:: GOAL OF THE EXERCISE ::
Your task is to copy every line of the entries that contains "neck".

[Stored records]
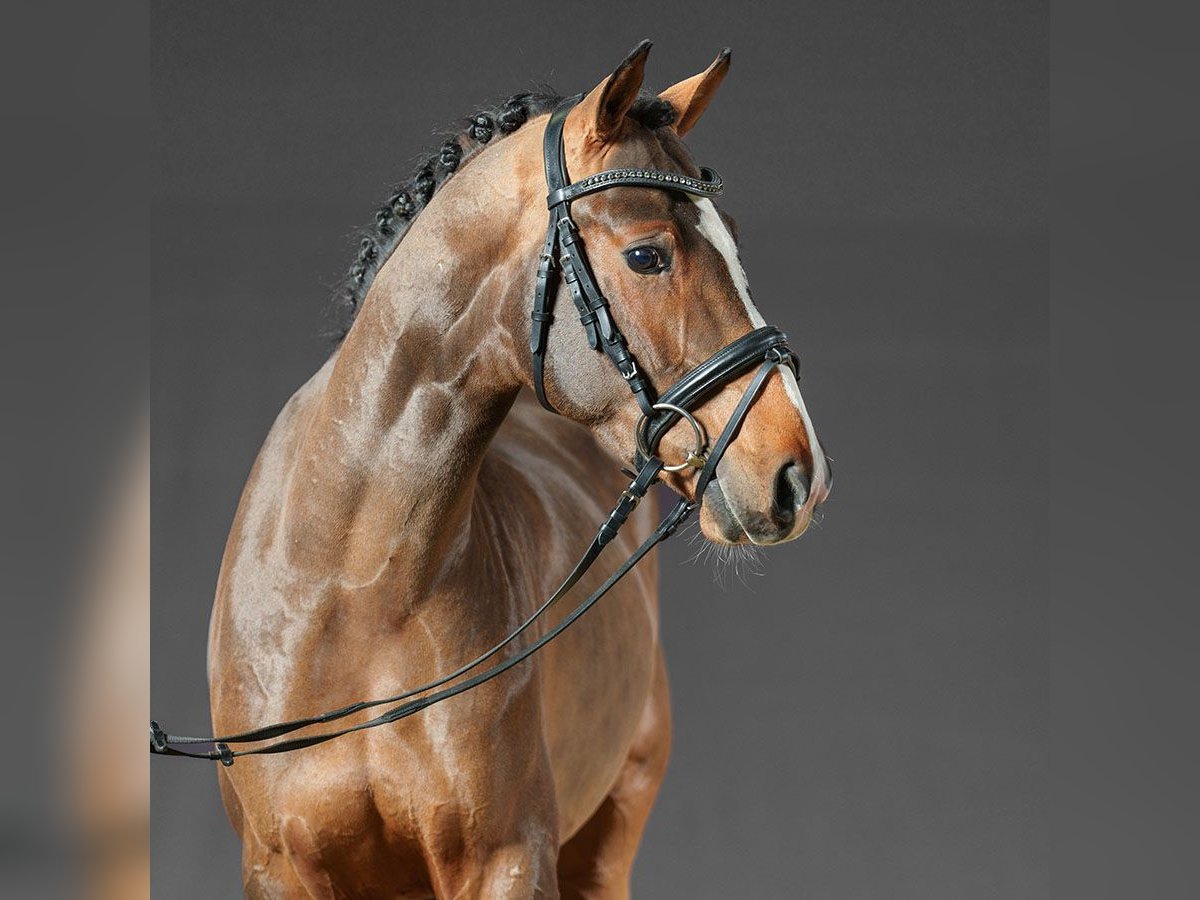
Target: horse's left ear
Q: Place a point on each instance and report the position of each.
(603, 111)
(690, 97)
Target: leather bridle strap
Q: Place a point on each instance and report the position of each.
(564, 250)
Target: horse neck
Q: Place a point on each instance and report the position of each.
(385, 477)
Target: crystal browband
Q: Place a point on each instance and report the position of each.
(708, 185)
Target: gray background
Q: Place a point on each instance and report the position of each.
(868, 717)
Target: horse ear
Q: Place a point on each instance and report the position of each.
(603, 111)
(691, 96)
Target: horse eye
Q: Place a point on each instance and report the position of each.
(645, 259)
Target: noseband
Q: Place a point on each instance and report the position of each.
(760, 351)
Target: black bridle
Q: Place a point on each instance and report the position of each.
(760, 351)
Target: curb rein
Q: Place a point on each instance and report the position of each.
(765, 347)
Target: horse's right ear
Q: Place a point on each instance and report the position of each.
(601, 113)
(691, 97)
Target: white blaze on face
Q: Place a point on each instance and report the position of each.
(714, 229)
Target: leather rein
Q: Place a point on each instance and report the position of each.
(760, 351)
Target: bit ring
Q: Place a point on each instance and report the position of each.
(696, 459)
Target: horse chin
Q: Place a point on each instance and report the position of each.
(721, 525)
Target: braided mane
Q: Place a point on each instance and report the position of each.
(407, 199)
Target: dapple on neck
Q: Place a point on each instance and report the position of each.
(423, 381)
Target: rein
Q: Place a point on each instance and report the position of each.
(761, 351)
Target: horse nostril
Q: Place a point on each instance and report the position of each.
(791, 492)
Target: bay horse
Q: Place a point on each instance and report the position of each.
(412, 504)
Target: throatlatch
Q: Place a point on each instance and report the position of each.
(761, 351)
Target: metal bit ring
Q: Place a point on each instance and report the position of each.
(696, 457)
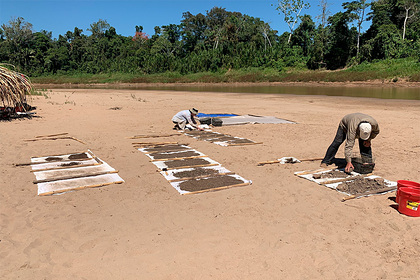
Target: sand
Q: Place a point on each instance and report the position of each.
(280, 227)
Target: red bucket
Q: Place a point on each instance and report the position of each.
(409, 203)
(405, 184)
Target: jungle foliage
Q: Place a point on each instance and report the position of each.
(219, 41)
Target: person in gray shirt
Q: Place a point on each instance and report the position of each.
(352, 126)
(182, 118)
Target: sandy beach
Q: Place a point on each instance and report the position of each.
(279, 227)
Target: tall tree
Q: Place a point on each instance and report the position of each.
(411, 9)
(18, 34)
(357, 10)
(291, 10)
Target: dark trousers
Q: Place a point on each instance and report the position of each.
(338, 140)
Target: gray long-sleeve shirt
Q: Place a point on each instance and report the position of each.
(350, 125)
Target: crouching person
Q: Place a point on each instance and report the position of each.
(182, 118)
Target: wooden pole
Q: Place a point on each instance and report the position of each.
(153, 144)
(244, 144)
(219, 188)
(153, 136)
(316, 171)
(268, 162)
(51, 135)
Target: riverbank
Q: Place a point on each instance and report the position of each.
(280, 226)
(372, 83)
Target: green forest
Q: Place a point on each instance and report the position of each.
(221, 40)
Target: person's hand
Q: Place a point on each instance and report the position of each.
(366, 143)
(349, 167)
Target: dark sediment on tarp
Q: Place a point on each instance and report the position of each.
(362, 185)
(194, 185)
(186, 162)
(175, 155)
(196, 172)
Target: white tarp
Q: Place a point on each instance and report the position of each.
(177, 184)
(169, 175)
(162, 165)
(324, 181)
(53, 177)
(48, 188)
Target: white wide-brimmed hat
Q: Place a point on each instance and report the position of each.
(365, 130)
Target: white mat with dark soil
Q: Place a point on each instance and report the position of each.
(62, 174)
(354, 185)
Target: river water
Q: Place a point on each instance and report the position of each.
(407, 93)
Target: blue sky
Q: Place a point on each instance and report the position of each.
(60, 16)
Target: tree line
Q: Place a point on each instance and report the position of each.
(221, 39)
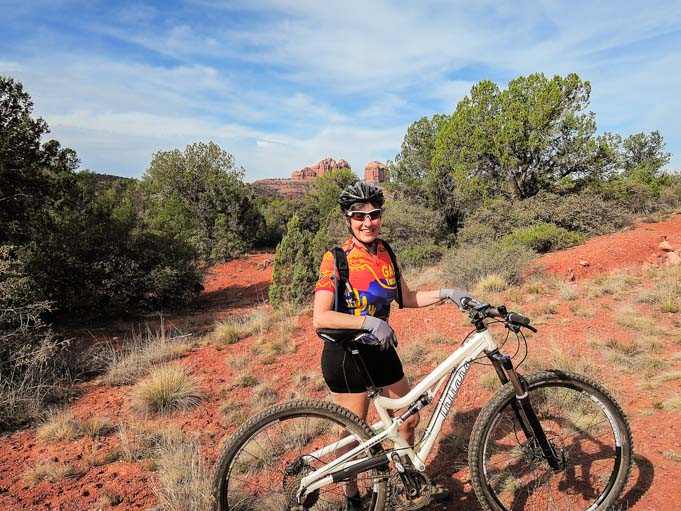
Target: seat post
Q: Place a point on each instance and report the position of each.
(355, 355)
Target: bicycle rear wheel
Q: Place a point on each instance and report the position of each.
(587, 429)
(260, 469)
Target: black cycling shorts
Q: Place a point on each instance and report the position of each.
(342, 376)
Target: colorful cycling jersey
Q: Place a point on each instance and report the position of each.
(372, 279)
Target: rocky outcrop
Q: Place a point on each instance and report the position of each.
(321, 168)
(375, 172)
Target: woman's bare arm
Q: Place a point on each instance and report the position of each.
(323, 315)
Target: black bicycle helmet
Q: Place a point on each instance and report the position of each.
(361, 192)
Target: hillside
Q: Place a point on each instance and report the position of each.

:: SOLUTION TO THE EXERCISE ::
Target: horse neck
Target: dapple on neck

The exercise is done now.